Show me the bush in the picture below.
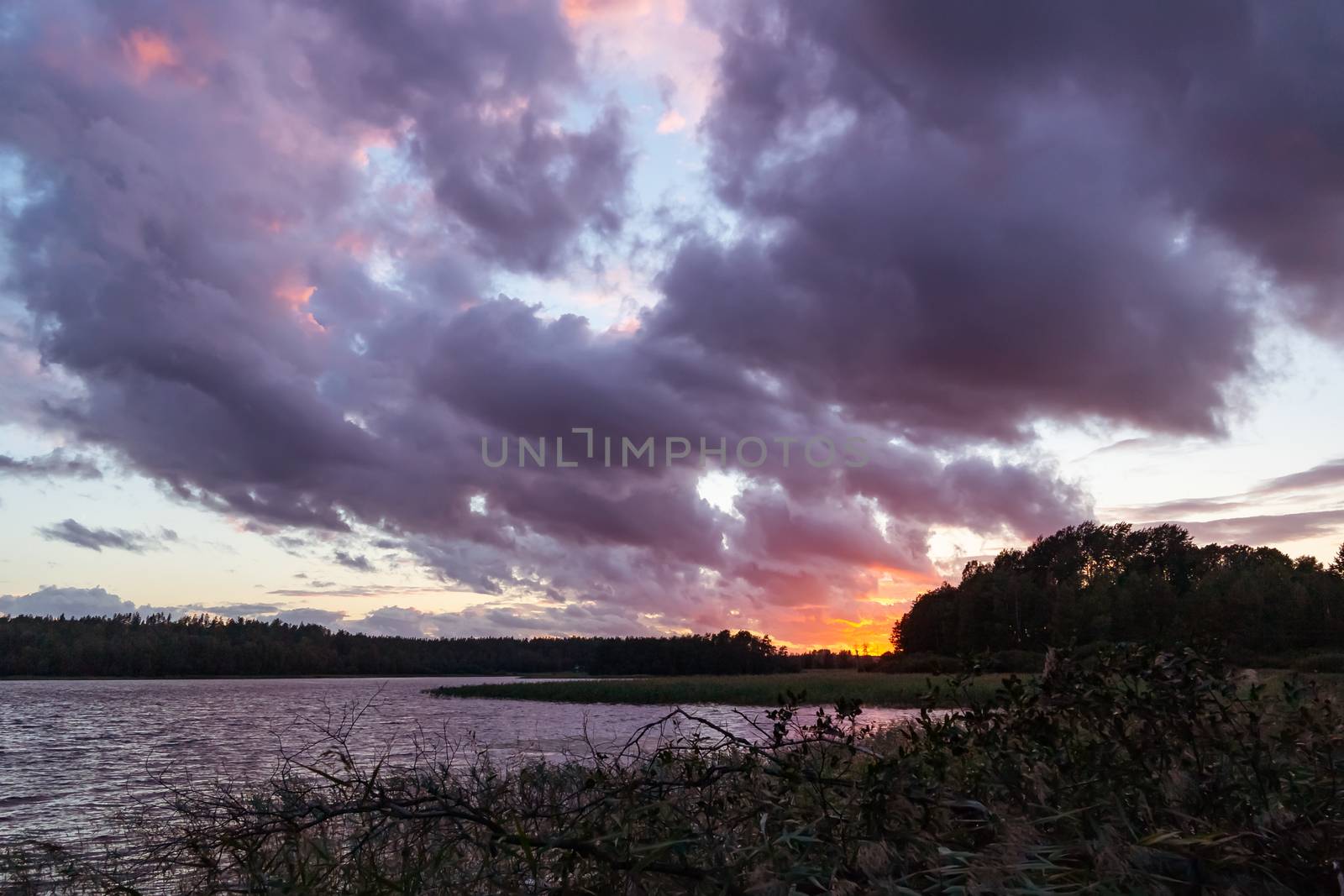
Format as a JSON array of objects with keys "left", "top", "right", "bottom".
[
  {"left": 0, "top": 647, "right": 1344, "bottom": 896},
  {"left": 1290, "top": 652, "right": 1344, "bottom": 672}
]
+ + +
EXERCISE BRIEF
Present each line of the items above as an entry in a numbered list, omitting blank lines and the pictures.

RESULT
1. Show me the bush in the picture below.
2. Format as a JSON array of objects with keys "left", "top", "right", "bottom".
3. [
4.   {"left": 0, "top": 647, "right": 1344, "bottom": 896},
5.   {"left": 1290, "top": 652, "right": 1344, "bottom": 672}
6. ]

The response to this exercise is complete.